Task directions:
Would you restate all the data that follows, word for word?

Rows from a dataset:
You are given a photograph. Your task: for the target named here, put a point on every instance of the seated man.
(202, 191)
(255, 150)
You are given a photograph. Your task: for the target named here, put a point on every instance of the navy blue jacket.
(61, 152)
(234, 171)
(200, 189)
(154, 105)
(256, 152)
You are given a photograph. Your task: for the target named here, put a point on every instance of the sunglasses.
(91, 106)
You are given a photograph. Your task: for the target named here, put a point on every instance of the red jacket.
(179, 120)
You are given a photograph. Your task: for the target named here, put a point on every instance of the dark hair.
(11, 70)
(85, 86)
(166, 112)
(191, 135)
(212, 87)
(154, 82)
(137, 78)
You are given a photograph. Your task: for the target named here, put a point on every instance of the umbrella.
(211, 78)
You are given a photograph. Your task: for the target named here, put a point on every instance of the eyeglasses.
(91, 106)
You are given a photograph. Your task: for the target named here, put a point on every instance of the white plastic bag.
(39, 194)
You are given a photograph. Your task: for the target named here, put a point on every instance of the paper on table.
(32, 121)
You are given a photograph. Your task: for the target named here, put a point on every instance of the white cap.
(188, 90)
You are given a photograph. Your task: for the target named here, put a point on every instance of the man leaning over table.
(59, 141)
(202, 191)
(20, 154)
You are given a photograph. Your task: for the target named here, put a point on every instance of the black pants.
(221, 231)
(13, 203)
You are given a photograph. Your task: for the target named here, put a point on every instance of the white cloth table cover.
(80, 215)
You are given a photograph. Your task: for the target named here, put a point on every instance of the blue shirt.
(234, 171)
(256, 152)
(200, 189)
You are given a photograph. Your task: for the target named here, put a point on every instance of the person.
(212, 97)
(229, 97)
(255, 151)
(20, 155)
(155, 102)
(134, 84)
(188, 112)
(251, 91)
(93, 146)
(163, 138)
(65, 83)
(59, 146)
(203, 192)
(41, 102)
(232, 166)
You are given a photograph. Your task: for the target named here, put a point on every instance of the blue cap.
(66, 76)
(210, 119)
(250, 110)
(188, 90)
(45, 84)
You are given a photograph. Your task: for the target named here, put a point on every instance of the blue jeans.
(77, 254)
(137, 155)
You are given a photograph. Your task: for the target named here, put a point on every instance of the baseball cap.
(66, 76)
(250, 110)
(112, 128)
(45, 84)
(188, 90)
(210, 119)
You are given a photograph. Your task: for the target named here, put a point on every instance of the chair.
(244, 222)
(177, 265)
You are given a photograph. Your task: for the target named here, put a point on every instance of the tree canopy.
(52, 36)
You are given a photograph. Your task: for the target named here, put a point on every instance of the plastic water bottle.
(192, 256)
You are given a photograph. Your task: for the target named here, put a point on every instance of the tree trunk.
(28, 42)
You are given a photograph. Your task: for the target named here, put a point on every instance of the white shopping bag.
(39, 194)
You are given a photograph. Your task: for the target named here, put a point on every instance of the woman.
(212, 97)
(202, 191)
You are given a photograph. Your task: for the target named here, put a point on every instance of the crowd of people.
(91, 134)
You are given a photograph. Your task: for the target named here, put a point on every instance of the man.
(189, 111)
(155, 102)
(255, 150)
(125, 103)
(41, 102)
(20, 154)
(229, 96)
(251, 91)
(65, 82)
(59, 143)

Complete answer:
You are given a photograph. Your task: for the target named here, put a point on every instance of the seated man.
(202, 191)
(255, 150)
You are given a photograph. Your task: for the target named here, put a point on every instance of the navy blue jacket.
(61, 152)
(234, 171)
(200, 189)
(154, 105)
(256, 152)
You are given a photograph. Your task: for the target named here, put a point on every instance of the sunglasses.
(91, 106)
You are given a photograph. Your task: for the target named here, put a point on every instance of the red jacket.
(179, 120)
You are given a photograph. Your task: for the target named here, put a point on every instance of the dark hair.
(11, 70)
(85, 86)
(166, 112)
(191, 135)
(212, 87)
(154, 82)
(137, 78)
You are given a photograph. Your task: for the target named here, put a point on every instance of the umbrella.
(211, 78)
You are given a photograph. Your task: for the target named here, put a point on every instance of the eyeglasses.
(91, 106)
You are given a photograph. Your task: for the target named here, put a point on every instance of the white plastic bag.
(39, 194)
You are given a photograph. Your task: for the target named here, put a point on every instance of the paper on table.
(32, 121)
You are given a photograph. Your task: for the target named here, put a point on every instance of the white cap.
(188, 90)
You are given a photograph. Your task: for the target named here, put a point on every instance of the man leaning over table.
(59, 141)
(202, 191)
(20, 154)
You are given a photograph. Your task: for the target named here, put a point on every instance of the black pants.
(221, 231)
(13, 203)
You are given a photograph. Your task: for the target named here, put a point on every instance of the white cloth table cover.
(80, 215)
You are given a photograph. Your task: for the target named here, put a point on every instance of the blue shirt.
(234, 171)
(256, 152)
(200, 189)
You are given a photograph. Your task: for the target named here, put a point on every instance of the person.
(212, 97)
(229, 97)
(255, 151)
(20, 155)
(155, 102)
(134, 84)
(188, 112)
(251, 91)
(93, 146)
(163, 138)
(65, 83)
(59, 146)
(203, 192)
(41, 102)
(232, 166)
You are given a photograph. Your task: for the target named here, put a point on every instance of the blue cap.
(66, 76)
(210, 119)
(250, 110)
(188, 90)
(45, 84)
You are given a photograph. Your task: for the target named here, put a point on every instance of the blue jeans.
(77, 254)
(137, 155)
You are given a photograph. Your task: for the target named here, put a point on every instance of the baseball cap.
(66, 76)
(250, 110)
(112, 128)
(45, 84)
(188, 90)
(210, 119)
You are given a photograph. Your task: for the target named here, put a point on every instance of the chair.
(244, 222)
(177, 265)
You are given a photograph. Your task: for the target named here, put a point on every instance of the tree canopy.
(52, 36)
You are given a photograph. Your task: for the target named here, put a point on every instance of the plastic water bottle.
(192, 256)
You are given a photograph. Your task: for the target named here, put a point on every instance of the tree trunk.
(28, 42)
You are given a photograph. Your task: for the target named here, put a point on every instance of the white shopping bag.
(39, 194)
You are given a photograph. Your task: for the target named here, put a point on every instance of the woman.
(212, 97)
(202, 191)
You are given a photograph. Your task: for the target named here, put a point on every instance of the crowd of people.
(91, 134)
You are given a photograph. Your task: for the target named here, put a point on every instance of the man.
(189, 111)
(155, 102)
(255, 150)
(125, 103)
(41, 102)
(20, 154)
(229, 96)
(251, 91)
(65, 82)
(59, 143)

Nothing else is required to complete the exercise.